**What you should do:** Every record that follows should be output exactly as it is given.

Collected data
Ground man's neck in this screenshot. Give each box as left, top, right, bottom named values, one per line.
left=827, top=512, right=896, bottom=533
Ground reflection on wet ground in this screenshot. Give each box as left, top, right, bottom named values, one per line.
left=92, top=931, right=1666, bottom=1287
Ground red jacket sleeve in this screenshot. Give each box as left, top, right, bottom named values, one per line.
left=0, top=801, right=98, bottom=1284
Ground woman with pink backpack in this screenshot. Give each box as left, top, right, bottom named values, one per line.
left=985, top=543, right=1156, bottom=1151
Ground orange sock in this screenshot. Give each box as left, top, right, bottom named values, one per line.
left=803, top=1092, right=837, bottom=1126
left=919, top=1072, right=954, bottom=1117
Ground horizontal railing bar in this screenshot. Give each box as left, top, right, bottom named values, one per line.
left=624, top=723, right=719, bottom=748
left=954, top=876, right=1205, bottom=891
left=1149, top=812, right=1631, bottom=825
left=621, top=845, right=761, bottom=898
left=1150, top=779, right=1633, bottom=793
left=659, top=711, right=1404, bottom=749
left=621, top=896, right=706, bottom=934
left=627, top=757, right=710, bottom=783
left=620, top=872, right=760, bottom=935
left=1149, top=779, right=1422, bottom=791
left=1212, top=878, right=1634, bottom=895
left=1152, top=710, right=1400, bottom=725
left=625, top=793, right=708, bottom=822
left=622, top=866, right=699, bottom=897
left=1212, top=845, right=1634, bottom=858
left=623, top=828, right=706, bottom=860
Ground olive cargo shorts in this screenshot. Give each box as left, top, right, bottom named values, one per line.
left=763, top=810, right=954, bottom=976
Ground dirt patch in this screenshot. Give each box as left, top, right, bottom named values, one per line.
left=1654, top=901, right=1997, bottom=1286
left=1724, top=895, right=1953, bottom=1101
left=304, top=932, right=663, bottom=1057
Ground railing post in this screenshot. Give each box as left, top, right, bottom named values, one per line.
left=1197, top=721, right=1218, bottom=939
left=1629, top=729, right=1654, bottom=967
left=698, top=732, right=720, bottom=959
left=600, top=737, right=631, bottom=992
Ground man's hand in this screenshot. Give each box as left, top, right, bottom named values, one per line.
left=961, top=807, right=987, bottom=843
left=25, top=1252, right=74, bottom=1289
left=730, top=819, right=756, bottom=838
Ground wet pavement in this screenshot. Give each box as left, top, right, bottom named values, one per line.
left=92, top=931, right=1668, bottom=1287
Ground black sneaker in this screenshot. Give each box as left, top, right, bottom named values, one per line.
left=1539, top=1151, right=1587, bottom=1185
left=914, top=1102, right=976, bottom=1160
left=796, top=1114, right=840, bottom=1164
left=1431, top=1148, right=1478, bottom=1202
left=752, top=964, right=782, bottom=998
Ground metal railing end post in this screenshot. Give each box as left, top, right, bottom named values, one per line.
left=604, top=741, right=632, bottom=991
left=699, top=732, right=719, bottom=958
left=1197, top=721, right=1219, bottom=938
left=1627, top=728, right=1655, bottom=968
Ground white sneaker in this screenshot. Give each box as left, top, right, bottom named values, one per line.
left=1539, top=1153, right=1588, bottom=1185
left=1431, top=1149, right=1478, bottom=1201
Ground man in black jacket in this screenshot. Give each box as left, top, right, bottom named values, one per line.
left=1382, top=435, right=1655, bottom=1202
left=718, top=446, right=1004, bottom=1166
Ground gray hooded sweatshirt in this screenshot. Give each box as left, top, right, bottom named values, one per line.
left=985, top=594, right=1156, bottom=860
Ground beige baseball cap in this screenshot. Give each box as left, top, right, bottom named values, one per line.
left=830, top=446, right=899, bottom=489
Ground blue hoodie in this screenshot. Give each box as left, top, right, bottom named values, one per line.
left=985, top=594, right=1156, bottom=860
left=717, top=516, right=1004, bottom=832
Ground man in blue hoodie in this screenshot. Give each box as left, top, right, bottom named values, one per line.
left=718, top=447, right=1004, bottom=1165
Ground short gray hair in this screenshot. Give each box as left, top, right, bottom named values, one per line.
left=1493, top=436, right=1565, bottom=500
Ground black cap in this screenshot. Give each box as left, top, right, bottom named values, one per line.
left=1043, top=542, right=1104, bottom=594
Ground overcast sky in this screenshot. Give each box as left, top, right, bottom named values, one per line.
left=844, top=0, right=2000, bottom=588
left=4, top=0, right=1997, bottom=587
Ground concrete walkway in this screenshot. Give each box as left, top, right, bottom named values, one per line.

**Exercise output:**
Ground man's neck in this screenshot. Give each box as left, top, right, bottom named values, one per line.
left=827, top=512, right=896, bottom=533
Ground reflection on wet ground in this screenshot. Give each box as left, top, right, bottom named values, one per line.
left=92, top=931, right=1666, bottom=1287
Ground red jacket sleeve in this screenshot. Give each box as left, top, right, bottom named values, one per line.
left=0, top=801, right=98, bottom=1284
Ground woman with pink backpack in this screenshot. Give each box as left, top, right, bottom named values, one per line.
left=985, top=543, right=1156, bottom=1151
Ground orange sock in this screenshot. Give each box as left, top, right, bottom named values, one per line.
left=803, top=1092, right=837, bottom=1126
left=919, top=1072, right=954, bottom=1117
Ground horizontal railing bar in this screenshot. Give each box as left, top, right, bottom named values, one per line.
left=624, top=723, right=719, bottom=748
left=954, top=876, right=1205, bottom=891
left=1149, top=812, right=1631, bottom=825
left=621, top=845, right=761, bottom=898
left=1150, top=779, right=1633, bottom=793
left=659, top=711, right=1404, bottom=749
left=621, top=896, right=706, bottom=934
left=627, top=757, right=710, bottom=783
left=620, top=872, right=760, bottom=935
left=1149, top=779, right=1422, bottom=791
left=1212, top=878, right=1634, bottom=895
left=1152, top=710, right=1400, bottom=725
left=625, top=793, right=708, bottom=822
left=622, top=866, right=699, bottom=897
left=1212, top=845, right=1634, bottom=858
left=623, top=828, right=706, bottom=860
Ground olive cargo shorts in this screenshot. Give each box as left, top, right, bottom named values, one per line.
left=763, top=810, right=954, bottom=976
Ground dirt patch in this screenshot. Give each box as left, top, right, bottom named values, one per line.
left=1654, top=901, right=1997, bottom=1286
left=1724, top=895, right=1953, bottom=1101
left=304, top=932, right=663, bottom=1057
Ground railing post in this screenshot. Give each box as left, top, right, bottom named values, one per line.
left=1197, top=721, right=1218, bottom=939
left=1629, top=729, right=1654, bottom=967
left=698, top=732, right=720, bottom=959
left=600, top=737, right=631, bottom=992
Ground man's hand in this screenshot. Give each box as left, top, right, bottom named values, one per line.
left=961, top=807, right=987, bottom=843
left=25, top=1252, right=74, bottom=1289
left=730, top=819, right=756, bottom=838
Ground wet pavement in this screenshot. Give each box as left, top, right, bottom named values, one per line.
left=92, top=931, right=1668, bottom=1287
Ground black sneaker in this screenshot. Give each box as left, top, right, bottom named values, one per line.
left=1539, top=1151, right=1587, bottom=1185
left=914, top=1102, right=976, bottom=1160
left=796, top=1114, right=840, bottom=1164
left=1431, top=1148, right=1478, bottom=1202
left=752, top=964, right=782, bottom=998
Ground metal railing end post in this screenshot. Give each box as left, top, right, bottom named values, one per line.
left=604, top=741, right=632, bottom=991
left=699, top=732, right=719, bottom=958
left=1197, top=721, right=1219, bottom=938
left=1627, top=728, right=1655, bottom=968
Ground white sneaker in this screenshot. Give each box as left, top, right, bottom named values, one per line.
left=1539, top=1153, right=1588, bottom=1185
left=1431, top=1149, right=1478, bottom=1201
Ground man in black jacket in this screenshot. Give each box as left, top, right, bottom named values, one per line.
left=1382, top=435, right=1655, bottom=1202
left=718, top=446, right=1004, bottom=1166
Ground gray hooded sweatshirt in this screenshot. Give each box as left, top, right, bottom named values, one per line.
left=985, top=594, right=1156, bottom=860
Ground beige baseball cap in this screenshot. Give each box as left, top, right, bottom named values, one per line.
left=830, top=446, right=899, bottom=489
Ground blue hoodie in this screenshot. Give each box as left, top, right, bottom named values, one per line.
left=985, top=594, right=1156, bottom=860
left=717, top=516, right=1004, bottom=832
Ground man in blue hoodie in this screenshot. Give each box as left, top, right, bottom named values, one per line.
left=718, top=447, right=1004, bottom=1165
Ground short gray hair in this screenshot. Give each box as left, top, right, bottom named values, one per line.
left=1493, top=436, right=1565, bottom=500
Ground black cap in this screenshot. Give each box as left, top, right, bottom named values, one per line.
left=1043, top=542, right=1104, bottom=594
Ground overcast sky in this screenshot. Give each box as left, top, right, bottom named values, one per line.
left=844, top=0, right=2000, bottom=588
left=4, top=0, right=1997, bottom=587
Ground concrete walkway in this screenshot. Give each box as left, top, right, bottom named values, one per line.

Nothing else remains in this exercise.